Texto mostrado:
***
Unos días después recibimos una visita inesperada: un enviado del Gobierno del Nepal llega a Tradün so pretexto de una peregrinación; pero, en realidad, viene a vernos a nosotros. Nos da a entender que nada se opone a que busquemos trabajo en Katmandú, y, si lo deseamos, su Gobierno está dispuesto a correr con los gastos del viaje y a poner desde este momento trescientas rupias a nuestra disposición. Todo eso está muy bien, demasiado bien incluso, y por lo mismo despierta en nosotros la sospecha de que sean los ingleses los instigadores de esta maniobra.

Hace ya tres meses que aguardamos con impaciencia, Y mi humor y el de mis compañeros se resienten de ello, enzarzándonos en discusiones y discrepancias cada vez más frecuentes. En repetidas ocasiones, Kopp declara que no sabe por que no hemos de aceptar el ofrecimiento del Gobierno del Nepal, que es la única solución lógica, etc. Por su parte, Aufschnaiter medita otro plan: compra cuatro corderos y manifiesta su intención de hacer vida de nómada por las llanuras del Changtang. Ansias de soledad y nada más. Todo esto está en franca contradicción con nuestros primitivos planes, pero cuantos más días pasan, menos confiamos en una respuesta favorable.

Una tarde, Aufschnaiter abandona Tradün y va a plantar su tienda a tres kilómetros del pueblo. Kopp y yo le ayudamos a instalarse.

Luego, una mañana, Kopp se echa el saco al hombro, explicándome que las autoridades le han prometido facilitar su viaje hasta la frontera nepalí y que, cansado de esperar, ha aceptado. Mientras esta haciendo los preparativos, vemos aparecer a Aufchnaiter. Viene solo, pues por la noche los lobos han devorado a sus corderos, y, contrito, viene a pedirnos asilo.

A los dos días, Kopp se pone en camino acompañado por la población de Tradün, que le da escolta hasta la salida del pueblo. Fuimos siete los que nos escapamos del campo de Dehra-Dun. Solo Aufschnaiter y yo nos mantendremos en libertad. Montañeros de nacimiento y alpinistas, estamos más curtidos que los otros, más avezados a soportar los azares y penalidades de esta aventura.

Noviembre toca a su fin y cesa el ir y venir de las caravanas.

Para ayudarnos a afrontar los rigores invernales, el prior del monasterio de Gyabnak nos envía cuatro corderos y doce cargas de estiércol seco de
yak
, que sustituirá a la leña y nos servirá de combustible. La temperatura ha descendido ya a doce grados bajo cero.
***
Datos sin procesar:
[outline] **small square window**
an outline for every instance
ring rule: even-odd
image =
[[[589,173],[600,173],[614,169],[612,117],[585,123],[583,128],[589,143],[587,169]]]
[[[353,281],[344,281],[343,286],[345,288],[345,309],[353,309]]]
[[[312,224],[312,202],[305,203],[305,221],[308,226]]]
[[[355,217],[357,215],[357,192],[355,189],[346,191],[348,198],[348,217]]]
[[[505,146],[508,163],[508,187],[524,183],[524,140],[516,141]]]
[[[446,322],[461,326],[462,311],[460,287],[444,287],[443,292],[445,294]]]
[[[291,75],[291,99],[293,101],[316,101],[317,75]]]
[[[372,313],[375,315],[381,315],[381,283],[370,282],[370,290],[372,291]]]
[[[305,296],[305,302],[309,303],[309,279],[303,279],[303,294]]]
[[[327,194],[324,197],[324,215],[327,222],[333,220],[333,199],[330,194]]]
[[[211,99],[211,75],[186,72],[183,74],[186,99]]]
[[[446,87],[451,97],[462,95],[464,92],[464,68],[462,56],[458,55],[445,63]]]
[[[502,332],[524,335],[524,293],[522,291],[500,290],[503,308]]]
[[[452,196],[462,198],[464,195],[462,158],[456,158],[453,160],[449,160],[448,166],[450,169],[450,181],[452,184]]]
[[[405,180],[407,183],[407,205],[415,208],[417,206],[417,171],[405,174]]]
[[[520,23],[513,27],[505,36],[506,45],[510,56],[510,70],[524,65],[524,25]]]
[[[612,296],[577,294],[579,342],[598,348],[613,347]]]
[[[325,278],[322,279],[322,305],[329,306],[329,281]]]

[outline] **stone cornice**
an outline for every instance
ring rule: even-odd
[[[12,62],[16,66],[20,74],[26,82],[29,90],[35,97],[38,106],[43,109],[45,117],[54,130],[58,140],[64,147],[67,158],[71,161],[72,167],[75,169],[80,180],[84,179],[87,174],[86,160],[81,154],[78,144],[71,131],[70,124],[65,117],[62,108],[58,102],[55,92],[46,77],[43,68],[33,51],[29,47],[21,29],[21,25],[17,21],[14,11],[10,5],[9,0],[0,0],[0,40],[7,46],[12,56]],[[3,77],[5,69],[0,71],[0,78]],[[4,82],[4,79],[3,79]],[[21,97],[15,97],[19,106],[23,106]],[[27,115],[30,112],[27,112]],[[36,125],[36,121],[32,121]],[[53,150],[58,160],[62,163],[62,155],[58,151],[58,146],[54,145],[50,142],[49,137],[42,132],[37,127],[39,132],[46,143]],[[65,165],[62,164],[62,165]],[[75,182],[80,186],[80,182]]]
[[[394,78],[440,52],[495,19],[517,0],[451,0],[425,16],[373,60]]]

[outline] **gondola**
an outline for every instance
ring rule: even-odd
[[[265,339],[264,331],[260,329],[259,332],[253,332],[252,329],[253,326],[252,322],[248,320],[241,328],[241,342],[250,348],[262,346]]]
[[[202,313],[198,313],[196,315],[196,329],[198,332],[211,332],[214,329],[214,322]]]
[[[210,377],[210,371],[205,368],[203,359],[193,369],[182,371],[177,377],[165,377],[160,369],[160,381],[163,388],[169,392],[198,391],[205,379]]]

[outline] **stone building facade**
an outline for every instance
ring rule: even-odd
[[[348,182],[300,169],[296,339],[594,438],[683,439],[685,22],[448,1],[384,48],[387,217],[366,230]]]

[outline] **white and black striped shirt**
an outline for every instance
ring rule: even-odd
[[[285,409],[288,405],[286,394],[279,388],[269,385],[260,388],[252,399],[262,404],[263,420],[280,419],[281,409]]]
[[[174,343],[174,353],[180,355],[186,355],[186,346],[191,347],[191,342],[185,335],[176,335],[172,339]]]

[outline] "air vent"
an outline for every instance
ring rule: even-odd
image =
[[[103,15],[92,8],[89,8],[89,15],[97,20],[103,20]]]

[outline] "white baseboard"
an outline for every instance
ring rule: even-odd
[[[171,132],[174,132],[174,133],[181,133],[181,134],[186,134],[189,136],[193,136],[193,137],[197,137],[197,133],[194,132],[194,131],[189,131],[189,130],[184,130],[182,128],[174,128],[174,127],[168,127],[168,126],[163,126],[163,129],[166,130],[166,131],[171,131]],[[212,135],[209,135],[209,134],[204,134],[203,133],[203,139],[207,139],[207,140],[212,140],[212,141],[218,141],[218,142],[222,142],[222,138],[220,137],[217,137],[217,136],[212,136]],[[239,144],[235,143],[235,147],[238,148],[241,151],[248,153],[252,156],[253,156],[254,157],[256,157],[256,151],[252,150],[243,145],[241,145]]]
***
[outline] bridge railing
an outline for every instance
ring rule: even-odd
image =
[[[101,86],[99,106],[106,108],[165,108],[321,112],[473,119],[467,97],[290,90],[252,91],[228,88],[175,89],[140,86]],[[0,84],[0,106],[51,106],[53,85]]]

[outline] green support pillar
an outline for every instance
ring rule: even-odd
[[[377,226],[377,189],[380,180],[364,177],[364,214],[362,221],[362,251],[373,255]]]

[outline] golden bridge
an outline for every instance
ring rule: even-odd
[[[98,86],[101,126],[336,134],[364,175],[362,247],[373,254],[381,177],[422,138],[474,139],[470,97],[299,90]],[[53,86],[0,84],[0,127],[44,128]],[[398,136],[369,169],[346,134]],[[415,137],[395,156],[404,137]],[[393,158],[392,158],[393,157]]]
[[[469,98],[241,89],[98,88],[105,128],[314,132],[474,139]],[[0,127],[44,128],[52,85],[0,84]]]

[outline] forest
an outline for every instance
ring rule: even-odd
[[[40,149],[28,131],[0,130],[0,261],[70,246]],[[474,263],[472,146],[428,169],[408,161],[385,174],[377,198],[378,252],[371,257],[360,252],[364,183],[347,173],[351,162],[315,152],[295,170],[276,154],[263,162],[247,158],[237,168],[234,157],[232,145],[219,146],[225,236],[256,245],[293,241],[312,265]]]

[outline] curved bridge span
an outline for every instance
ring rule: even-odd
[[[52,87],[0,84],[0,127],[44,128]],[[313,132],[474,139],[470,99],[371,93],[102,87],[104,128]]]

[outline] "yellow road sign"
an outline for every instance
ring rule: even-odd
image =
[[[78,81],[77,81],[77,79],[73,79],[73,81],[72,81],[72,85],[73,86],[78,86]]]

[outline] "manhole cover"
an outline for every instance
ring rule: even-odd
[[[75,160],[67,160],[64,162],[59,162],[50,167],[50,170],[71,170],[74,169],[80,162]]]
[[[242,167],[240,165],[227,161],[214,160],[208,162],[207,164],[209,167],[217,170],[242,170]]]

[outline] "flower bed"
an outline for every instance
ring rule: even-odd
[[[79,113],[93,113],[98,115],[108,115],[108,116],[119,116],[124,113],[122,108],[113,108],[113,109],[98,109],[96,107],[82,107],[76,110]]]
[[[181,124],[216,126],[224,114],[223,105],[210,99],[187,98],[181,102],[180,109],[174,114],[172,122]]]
***
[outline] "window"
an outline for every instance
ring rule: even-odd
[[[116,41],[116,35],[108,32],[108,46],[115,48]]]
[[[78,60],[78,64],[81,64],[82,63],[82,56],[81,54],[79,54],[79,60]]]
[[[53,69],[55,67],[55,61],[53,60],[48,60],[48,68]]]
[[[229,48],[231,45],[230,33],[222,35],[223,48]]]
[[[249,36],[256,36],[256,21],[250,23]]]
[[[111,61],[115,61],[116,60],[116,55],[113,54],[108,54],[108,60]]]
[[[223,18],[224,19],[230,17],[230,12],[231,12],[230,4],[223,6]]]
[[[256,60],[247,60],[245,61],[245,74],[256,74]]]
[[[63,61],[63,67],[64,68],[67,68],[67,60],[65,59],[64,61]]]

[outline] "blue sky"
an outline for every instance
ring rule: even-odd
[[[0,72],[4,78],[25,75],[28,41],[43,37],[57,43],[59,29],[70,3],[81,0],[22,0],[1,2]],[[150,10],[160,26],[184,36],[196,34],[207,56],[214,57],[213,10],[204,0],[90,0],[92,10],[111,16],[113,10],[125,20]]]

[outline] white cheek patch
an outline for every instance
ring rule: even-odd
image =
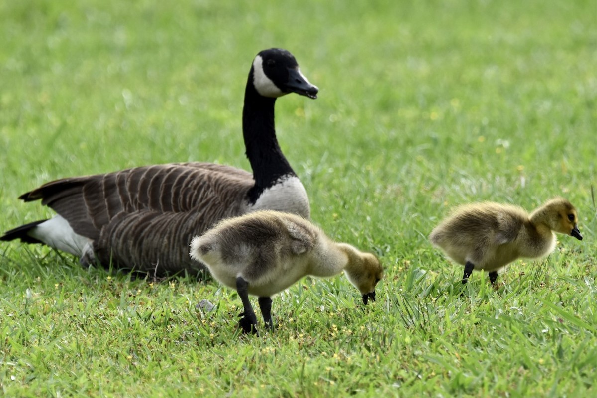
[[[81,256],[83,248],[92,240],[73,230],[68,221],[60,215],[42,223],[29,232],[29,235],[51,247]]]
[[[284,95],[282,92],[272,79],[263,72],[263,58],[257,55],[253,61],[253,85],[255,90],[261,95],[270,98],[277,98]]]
***
Ejercicio 1: En el relato sobre la espera en Tradün, ¿qué les pasó a los corderos de Aufschnaiter?
Ejercicio 2: Escribe lo que sigue en el relato sobre la espera en Tradün, empezando justo después de su última oración.

Tu respuesta 1: Los lobos los devoraron durante la noche.

Tu respuesta 2:
Se nos invita a partir

A pesar del invierno, estamos resueltos a marcharnos de Tradün tanto si se recibe contestación de Lhasa como si no. Compramos un
yak
y vamos haciendo repuesto de víveres; pero a mitad de nuestros preparativos se presenta el superior del monasterio y nos comunica que acaba de recibir noticias de la capital. Lo que temíamos es ahora una realidad: el Gobierno se niega a dejarnos seguir hacia el interior y debemos abandonar sin demora el territorio del Tíbet, y no precisamente por el itinerario más corto, sino por un itinerario que va a parar al pueblo de Kyirong. Doce kilómetros separan Kyirong de la frontera nepalí y luego siete días de camino hasta Katmandú.

Se ponen a nuestra disposición dos
yaks
y tres servidores.

La noticia tiene, a pesar de todo, su lado bueno: de momento vamos a internarnos un poco más en territorio tibetano, y puede ocurrir que en el camino surja alguna nueva posibilidad.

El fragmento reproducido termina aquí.